## Trecho do documento
===
Texto de Manuel José Manuel Pureza hoje publicado no Diário de Noticias.
"Só
se desilude quem alimenta ilusões. E se o Governo alimentou na opinião
pública a ilusão da salvação pelo empobrecimento, ela bateu
estrepitosamente na parede. Os resultados do último relatório de
execução orçamental da Direção-Geral do Orçamento são a mais letal
crítica política que o Governo recebeu até agora. Vítor Gaspar
confessou, em idioma "governamentalês", o rotundo fracasso da
estratégia: "A informação disponível sobre o comportamento das receitas
não é positiva", a que acresce que os dados "traduzem um aumento
significativo nos riscos e incertezas associadas às expectativas
orçamentais".
===
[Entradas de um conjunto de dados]
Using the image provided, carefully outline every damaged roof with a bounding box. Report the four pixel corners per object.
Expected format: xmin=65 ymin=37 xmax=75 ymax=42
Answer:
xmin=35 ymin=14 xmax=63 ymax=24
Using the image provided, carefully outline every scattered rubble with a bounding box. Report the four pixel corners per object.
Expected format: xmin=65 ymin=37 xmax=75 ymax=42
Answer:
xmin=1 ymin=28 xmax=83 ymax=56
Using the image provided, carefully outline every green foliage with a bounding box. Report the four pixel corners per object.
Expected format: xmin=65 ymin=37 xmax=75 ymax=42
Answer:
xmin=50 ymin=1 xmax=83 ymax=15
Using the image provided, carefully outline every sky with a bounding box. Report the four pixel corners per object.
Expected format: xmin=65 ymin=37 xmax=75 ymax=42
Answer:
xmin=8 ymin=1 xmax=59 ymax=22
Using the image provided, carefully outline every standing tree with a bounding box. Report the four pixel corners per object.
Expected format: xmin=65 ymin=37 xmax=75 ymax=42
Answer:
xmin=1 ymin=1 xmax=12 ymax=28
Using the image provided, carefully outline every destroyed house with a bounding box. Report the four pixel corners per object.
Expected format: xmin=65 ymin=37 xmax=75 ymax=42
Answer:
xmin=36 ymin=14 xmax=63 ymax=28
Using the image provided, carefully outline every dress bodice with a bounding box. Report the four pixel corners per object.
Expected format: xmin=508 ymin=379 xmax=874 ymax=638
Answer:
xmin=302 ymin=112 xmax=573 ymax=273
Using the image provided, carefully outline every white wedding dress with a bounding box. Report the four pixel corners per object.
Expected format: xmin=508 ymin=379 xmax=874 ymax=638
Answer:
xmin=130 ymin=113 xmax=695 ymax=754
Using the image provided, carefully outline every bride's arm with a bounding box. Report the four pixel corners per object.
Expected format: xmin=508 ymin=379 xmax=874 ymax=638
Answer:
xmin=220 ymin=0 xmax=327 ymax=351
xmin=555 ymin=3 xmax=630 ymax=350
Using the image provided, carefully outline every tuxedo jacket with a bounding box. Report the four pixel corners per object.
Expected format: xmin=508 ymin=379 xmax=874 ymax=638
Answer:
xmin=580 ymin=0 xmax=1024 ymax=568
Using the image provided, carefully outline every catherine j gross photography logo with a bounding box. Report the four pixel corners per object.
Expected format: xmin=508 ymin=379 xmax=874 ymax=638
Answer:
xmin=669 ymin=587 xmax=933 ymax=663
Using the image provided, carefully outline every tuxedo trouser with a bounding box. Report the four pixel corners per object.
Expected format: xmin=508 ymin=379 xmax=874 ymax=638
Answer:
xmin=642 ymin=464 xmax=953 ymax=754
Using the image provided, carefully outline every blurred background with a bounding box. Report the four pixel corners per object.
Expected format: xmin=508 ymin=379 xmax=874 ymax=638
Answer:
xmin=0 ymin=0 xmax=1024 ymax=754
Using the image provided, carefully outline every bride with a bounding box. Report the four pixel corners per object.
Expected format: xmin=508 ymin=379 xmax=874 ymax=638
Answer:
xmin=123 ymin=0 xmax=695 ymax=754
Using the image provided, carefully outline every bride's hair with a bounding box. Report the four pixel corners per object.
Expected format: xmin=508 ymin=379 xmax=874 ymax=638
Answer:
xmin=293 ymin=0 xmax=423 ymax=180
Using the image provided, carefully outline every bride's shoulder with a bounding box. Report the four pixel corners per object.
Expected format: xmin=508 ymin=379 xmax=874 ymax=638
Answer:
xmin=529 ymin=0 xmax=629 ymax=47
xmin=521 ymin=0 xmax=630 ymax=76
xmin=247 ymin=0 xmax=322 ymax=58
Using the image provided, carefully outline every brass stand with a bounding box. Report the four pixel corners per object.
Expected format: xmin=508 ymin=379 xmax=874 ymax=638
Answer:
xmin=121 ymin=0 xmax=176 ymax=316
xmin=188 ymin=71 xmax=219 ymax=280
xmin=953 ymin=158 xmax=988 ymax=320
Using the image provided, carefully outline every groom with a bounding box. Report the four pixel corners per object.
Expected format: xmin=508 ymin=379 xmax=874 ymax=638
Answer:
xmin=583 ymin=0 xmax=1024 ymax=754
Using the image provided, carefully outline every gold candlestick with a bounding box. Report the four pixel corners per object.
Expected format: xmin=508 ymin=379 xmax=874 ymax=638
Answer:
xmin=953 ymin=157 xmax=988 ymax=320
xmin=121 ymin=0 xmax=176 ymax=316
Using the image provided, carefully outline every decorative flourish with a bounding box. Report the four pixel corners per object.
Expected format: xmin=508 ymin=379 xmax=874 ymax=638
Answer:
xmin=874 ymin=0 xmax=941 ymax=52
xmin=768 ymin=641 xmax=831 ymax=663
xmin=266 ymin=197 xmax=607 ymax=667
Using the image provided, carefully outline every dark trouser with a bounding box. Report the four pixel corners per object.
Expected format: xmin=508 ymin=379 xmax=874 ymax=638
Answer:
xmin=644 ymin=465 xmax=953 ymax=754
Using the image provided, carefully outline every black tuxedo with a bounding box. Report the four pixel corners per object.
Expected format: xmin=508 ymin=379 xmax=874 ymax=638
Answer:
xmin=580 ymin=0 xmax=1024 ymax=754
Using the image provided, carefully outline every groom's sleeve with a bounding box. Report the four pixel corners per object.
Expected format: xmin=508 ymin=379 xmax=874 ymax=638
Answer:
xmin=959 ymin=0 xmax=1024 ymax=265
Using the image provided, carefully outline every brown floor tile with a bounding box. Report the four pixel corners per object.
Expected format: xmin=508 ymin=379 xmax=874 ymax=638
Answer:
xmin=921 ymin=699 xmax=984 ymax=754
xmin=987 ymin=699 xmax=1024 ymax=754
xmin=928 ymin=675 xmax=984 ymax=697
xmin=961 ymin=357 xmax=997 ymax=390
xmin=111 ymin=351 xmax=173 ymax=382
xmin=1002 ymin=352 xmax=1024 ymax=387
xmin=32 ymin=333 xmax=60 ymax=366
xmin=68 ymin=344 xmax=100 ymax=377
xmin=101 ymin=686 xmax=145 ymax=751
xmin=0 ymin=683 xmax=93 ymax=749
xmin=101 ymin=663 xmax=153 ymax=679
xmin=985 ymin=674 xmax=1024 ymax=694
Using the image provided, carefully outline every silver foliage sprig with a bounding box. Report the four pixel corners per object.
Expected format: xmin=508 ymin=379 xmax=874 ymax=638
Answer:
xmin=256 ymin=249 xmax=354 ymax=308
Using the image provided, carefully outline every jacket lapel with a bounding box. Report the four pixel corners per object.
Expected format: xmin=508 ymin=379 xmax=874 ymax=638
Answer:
===
## Exercício
No trecho do documento sobre a execução orçamental, de que relatório vêm os resultados descritos como a mais letal crítica política recebida pelo Governo?

## Resposta
Do último relatório de execução orçamental da Direção-Geral do Orçamento.